Retype only what runs from the line that contains "the snowboard base" through the last line of the listing below, both lines included.

******

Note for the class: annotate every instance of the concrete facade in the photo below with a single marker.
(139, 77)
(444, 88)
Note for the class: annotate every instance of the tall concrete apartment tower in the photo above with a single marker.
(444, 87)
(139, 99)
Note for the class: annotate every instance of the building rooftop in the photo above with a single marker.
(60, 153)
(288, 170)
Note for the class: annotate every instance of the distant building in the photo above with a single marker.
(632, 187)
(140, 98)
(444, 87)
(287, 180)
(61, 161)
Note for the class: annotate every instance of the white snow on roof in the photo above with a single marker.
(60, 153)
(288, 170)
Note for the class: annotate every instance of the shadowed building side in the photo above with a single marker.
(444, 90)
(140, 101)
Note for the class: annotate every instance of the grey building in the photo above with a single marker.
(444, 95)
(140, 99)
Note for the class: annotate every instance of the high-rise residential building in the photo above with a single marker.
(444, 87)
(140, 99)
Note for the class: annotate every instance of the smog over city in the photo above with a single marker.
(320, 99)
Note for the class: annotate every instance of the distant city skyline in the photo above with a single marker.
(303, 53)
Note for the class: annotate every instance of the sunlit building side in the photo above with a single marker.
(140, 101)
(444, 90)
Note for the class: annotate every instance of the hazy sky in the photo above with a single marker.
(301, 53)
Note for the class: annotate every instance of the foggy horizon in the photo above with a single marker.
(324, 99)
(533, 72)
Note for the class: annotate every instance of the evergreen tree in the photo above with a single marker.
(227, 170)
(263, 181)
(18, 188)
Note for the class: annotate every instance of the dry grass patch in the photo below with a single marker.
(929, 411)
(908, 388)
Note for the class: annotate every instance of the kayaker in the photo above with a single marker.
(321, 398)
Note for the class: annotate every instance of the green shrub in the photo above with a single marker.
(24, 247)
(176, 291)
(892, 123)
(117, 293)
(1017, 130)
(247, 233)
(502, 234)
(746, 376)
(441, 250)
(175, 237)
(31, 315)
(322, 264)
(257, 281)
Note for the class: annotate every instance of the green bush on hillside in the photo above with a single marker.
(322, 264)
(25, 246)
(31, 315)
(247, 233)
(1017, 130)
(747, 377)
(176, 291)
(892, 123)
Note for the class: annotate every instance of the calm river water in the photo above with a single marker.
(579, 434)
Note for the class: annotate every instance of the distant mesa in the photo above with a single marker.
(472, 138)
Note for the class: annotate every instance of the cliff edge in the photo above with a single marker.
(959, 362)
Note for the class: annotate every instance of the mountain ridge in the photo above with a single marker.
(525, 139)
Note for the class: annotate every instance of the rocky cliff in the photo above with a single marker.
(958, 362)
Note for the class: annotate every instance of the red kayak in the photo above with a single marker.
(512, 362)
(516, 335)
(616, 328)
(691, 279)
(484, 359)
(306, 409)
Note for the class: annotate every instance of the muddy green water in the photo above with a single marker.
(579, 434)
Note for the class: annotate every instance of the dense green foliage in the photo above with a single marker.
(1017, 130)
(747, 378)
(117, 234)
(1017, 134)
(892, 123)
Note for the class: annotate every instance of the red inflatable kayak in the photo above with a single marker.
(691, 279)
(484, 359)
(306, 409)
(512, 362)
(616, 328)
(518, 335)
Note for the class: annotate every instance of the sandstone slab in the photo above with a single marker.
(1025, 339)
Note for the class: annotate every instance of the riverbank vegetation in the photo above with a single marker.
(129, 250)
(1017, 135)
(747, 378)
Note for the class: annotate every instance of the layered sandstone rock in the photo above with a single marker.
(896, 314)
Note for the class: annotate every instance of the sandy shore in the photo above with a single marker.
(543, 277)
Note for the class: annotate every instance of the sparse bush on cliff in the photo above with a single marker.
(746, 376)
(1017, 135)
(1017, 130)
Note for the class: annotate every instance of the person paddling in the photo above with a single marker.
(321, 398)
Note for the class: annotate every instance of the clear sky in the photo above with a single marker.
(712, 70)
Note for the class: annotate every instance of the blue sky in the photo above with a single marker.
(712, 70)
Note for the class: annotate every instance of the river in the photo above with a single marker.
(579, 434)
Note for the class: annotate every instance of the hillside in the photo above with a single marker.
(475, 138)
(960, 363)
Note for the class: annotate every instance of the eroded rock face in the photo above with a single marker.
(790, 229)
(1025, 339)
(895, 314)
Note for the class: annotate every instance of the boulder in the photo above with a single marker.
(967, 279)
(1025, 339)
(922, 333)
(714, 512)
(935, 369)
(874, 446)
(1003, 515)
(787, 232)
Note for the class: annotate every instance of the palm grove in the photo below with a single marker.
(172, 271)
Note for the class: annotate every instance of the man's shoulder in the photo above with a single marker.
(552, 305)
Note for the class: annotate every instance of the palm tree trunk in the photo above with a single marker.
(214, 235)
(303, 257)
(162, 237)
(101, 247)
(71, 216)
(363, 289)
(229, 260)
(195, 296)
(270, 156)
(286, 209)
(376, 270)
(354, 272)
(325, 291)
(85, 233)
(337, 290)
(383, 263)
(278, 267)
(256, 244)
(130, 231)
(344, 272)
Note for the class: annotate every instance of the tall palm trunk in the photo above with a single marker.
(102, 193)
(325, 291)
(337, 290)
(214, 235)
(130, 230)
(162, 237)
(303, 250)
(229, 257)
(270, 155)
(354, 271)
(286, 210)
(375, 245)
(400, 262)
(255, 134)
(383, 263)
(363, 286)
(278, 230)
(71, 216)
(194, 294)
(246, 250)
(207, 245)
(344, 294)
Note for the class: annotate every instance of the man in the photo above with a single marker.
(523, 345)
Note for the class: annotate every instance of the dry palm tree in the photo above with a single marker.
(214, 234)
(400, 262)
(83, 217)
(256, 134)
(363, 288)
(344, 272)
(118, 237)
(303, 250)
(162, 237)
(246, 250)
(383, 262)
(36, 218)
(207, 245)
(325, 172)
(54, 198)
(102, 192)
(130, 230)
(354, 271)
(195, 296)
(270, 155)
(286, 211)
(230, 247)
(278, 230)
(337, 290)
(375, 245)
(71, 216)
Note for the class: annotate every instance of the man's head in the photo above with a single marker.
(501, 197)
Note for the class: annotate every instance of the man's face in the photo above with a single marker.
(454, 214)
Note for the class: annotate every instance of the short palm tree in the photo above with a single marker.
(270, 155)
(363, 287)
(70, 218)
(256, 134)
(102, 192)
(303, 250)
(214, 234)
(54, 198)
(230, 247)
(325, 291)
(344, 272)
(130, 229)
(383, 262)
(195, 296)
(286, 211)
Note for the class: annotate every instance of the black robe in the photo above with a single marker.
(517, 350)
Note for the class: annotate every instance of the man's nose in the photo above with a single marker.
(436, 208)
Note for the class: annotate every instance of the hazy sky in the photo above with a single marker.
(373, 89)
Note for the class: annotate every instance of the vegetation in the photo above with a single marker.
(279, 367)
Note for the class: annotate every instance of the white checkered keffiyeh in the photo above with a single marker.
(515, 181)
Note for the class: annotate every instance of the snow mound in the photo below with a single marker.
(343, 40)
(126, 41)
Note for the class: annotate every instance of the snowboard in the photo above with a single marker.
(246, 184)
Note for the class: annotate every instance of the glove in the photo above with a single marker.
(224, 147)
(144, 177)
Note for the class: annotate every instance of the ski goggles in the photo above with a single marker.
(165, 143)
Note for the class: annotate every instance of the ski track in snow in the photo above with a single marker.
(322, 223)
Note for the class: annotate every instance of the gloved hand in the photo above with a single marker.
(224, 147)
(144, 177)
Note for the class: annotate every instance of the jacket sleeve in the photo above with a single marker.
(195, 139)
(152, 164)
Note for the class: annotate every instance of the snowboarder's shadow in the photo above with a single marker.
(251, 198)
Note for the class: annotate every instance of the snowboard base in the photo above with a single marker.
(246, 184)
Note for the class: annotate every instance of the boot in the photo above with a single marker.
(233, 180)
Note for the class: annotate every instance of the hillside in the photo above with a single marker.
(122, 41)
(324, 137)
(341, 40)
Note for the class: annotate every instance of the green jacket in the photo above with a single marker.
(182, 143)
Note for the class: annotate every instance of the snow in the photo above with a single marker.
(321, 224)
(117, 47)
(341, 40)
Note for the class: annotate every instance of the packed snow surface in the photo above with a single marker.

******

• _RESPONSE TO THE TASK_:
Note for the class: annotate every instance of the snowboard base in the photo above with a single marker.
(246, 184)
Note for the class: annotate every instance of the boot in the photo above with a single marker.
(233, 180)
Note for the class: annotate every instance of the hillside in the photo above with a single marker.
(122, 41)
(324, 137)
(341, 40)
Note for the class: annotate every instance of the green jacket in the photo above with a single marker.
(182, 143)
Note for the class: annotate every instance of the snow in the photo above with a single marker.
(321, 224)
(117, 47)
(341, 40)
Note for the class: annotate every instance of the packed snow surface in the photo above with a single marker.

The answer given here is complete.